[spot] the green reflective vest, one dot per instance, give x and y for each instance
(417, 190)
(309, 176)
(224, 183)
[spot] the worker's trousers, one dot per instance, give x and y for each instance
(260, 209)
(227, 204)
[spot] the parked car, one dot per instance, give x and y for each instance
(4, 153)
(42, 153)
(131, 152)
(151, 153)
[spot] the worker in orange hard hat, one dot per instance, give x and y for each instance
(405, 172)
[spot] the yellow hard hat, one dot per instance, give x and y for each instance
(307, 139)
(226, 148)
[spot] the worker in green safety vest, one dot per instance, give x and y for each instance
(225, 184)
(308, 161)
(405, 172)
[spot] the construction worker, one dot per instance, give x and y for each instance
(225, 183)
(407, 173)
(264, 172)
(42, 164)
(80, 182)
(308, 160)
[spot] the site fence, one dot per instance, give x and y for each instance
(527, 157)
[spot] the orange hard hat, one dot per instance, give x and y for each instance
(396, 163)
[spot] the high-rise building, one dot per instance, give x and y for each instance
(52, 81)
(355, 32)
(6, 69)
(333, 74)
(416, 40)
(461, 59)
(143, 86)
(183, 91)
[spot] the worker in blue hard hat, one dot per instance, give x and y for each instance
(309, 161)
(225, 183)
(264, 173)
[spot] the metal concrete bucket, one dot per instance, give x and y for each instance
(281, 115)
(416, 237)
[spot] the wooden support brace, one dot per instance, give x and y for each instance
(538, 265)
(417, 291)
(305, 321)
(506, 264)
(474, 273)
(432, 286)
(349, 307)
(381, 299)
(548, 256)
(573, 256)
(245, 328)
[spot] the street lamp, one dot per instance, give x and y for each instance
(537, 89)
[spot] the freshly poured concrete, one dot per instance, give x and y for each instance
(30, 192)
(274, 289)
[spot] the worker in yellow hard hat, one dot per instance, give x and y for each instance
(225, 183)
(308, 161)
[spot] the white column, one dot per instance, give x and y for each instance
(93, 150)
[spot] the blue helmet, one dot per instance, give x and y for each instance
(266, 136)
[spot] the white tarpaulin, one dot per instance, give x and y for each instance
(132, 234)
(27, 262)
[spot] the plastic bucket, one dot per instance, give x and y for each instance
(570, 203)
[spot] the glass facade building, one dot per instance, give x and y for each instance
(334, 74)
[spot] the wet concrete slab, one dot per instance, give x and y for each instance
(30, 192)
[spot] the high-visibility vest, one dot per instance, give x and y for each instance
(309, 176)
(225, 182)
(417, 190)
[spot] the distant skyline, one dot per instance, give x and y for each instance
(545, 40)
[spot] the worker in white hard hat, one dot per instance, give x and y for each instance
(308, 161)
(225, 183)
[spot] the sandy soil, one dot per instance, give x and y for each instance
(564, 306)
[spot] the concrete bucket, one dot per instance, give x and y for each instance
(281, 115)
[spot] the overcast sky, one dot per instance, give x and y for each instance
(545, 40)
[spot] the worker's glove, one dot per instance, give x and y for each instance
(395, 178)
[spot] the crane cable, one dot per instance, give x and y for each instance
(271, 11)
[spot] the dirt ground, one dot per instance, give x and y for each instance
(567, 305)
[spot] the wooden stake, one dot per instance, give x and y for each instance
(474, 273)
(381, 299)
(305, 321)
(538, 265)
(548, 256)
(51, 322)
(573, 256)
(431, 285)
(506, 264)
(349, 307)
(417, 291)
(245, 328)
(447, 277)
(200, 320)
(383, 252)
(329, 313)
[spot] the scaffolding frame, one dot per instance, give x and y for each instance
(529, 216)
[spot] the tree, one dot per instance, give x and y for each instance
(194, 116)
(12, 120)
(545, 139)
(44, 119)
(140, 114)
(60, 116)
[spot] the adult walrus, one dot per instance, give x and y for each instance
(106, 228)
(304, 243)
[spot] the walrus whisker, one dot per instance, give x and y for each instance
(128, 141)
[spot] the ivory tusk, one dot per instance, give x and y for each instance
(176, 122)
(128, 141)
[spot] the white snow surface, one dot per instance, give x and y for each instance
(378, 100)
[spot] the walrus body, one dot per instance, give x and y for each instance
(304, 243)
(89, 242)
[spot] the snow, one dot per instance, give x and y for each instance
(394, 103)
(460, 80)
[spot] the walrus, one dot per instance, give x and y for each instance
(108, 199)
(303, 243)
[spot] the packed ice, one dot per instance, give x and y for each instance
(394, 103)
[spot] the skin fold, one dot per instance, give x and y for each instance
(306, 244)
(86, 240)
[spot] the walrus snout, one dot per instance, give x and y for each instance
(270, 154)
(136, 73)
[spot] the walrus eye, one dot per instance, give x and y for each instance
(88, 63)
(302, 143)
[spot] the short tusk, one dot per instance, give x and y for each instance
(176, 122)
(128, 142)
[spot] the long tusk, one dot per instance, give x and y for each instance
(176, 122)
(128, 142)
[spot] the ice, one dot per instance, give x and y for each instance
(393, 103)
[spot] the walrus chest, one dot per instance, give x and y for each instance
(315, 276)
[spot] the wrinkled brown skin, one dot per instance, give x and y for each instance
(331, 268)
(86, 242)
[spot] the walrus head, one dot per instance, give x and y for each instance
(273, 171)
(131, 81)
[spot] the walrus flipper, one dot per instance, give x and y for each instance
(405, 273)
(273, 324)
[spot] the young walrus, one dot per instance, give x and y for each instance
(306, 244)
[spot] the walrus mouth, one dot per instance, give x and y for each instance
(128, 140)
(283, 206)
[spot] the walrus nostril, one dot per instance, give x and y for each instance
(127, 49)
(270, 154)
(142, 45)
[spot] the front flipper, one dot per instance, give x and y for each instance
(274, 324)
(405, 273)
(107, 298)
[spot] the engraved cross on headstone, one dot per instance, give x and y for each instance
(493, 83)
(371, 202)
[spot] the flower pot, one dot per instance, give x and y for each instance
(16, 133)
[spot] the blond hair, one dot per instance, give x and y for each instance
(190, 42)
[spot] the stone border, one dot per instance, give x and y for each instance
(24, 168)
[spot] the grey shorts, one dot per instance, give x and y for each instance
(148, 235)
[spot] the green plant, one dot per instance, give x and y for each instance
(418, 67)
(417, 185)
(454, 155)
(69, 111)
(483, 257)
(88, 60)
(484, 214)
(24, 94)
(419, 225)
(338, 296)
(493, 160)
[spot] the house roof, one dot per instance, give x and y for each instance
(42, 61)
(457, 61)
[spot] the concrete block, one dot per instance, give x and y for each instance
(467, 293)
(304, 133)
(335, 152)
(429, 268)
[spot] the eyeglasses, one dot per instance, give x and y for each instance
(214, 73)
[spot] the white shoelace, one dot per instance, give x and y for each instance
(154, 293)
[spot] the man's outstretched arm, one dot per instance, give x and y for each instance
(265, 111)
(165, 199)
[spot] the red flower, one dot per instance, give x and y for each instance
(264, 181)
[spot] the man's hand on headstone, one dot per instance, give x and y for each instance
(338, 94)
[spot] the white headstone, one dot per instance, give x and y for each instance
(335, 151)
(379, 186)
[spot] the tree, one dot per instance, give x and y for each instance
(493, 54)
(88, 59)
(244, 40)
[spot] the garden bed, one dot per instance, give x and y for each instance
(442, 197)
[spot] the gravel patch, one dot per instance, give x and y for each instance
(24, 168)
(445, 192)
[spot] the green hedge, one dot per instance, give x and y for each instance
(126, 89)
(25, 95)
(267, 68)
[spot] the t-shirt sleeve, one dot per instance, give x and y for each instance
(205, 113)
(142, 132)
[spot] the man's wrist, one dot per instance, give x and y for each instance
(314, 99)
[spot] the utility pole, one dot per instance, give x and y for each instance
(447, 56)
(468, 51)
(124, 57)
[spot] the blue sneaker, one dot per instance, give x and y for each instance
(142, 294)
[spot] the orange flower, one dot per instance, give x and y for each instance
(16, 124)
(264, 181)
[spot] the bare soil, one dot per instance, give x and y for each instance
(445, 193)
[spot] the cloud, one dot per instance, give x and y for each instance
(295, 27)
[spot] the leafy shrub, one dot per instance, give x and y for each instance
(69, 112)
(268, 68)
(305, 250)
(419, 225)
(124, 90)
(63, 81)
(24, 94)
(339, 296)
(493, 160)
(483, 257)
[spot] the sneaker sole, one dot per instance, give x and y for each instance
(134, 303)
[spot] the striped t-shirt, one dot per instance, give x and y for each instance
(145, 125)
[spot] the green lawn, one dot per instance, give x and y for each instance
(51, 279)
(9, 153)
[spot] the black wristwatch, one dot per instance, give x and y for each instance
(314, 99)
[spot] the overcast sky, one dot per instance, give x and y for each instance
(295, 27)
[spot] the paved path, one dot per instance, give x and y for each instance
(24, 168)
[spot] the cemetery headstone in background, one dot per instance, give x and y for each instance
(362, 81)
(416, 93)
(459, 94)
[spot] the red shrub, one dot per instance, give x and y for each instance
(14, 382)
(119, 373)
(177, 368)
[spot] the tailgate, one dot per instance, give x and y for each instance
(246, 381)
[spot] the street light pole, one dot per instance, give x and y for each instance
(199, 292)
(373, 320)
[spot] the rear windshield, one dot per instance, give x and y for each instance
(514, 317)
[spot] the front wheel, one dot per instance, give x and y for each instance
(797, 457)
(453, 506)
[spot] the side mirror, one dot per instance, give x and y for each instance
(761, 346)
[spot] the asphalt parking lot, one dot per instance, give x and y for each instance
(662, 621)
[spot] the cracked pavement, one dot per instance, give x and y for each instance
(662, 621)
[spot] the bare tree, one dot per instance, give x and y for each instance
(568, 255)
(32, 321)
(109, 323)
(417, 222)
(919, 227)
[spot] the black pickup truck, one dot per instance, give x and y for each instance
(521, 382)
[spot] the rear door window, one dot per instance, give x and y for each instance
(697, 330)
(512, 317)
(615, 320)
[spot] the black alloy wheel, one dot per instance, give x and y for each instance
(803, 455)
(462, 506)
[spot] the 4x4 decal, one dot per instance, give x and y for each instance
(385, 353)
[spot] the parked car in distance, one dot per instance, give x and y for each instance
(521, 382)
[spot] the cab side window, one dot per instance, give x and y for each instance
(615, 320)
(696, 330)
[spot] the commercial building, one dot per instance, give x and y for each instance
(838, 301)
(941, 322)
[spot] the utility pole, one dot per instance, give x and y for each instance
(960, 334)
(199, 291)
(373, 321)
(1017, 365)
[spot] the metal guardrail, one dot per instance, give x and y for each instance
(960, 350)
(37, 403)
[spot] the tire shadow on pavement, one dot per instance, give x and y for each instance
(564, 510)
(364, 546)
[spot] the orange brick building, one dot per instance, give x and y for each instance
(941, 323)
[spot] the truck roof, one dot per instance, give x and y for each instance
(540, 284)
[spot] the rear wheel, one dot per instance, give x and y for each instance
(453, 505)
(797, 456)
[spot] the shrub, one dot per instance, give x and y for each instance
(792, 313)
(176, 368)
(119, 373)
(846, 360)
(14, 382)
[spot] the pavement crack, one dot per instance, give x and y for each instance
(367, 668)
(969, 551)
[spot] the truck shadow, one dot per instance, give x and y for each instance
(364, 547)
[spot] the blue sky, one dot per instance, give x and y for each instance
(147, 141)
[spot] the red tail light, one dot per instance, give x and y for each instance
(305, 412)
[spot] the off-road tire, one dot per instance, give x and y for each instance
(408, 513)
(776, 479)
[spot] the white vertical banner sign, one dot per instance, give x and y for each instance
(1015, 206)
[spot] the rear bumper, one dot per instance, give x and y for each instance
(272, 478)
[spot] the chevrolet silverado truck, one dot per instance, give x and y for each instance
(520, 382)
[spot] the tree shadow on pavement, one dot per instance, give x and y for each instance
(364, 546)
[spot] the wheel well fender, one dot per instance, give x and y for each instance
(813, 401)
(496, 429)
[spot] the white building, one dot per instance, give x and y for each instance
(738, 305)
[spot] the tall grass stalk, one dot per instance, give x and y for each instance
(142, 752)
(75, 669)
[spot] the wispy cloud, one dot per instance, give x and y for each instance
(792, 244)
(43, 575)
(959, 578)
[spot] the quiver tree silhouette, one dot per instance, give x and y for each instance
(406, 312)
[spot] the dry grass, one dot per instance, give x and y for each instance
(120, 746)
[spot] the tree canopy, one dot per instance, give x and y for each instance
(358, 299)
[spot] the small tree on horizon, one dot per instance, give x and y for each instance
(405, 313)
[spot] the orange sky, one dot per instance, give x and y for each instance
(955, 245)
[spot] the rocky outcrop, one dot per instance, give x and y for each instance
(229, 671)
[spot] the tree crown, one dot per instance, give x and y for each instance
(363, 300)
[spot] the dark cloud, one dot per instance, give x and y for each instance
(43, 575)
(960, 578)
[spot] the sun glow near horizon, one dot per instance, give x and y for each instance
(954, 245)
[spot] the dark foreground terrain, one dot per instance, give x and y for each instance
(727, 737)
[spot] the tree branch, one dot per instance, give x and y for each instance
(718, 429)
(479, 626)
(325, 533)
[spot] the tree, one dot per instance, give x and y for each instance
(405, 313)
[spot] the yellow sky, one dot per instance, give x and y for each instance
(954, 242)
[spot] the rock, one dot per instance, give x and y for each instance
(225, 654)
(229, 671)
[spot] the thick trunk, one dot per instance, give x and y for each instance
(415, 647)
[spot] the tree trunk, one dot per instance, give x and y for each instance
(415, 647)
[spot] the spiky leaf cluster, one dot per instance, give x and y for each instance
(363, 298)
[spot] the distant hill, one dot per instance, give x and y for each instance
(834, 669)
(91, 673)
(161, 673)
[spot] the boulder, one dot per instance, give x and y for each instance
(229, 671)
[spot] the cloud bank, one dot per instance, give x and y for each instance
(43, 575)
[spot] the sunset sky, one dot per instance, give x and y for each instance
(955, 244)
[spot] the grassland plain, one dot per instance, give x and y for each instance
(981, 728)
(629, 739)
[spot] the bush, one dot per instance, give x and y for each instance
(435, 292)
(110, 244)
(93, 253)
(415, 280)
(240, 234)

----

▶ **Exercise task**: Set down, exactly and in full, the lines from the one containing "[spot] the rock, one" through the end of the entries; no other line belongs.

▶ **Output of the exercise**:
[spot] the rock, one dot per instance, give x and y for each instance
(225, 654)
(229, 671)
[spot] the thick trunk, one dot per instance, give x and y for each instance
(415, 647)
[spot] the tree trunk, one dot per instance, give x and y for each instance
(415, 647)
[spot] the spiky leaf cluster, one dot per instance, give x and y for each instance
(363, 298)
[spot] the distant hill, one dot per instance, give x and y for each instance
(834, 669)
(91, 673)
(161, 673)
[spot] the boulder, one dot per instance, give x and y for each instance
(229, 671)
[spot] the cloud bank, one dot per instance, give x and y for each instance
(43, 575)
[spot] the sunset sky, one dot per instance, give x and y for each instance
(955, 244)
[spot] the grassland plain, one dot per instance, give x and y for each instance
(981, 728)
(629, 739)
[spot] the bush, one dot per instance, give x and y for each instance
(435, 292)
(110, 244)
(93, 253)
(415, 280)
(240, 234)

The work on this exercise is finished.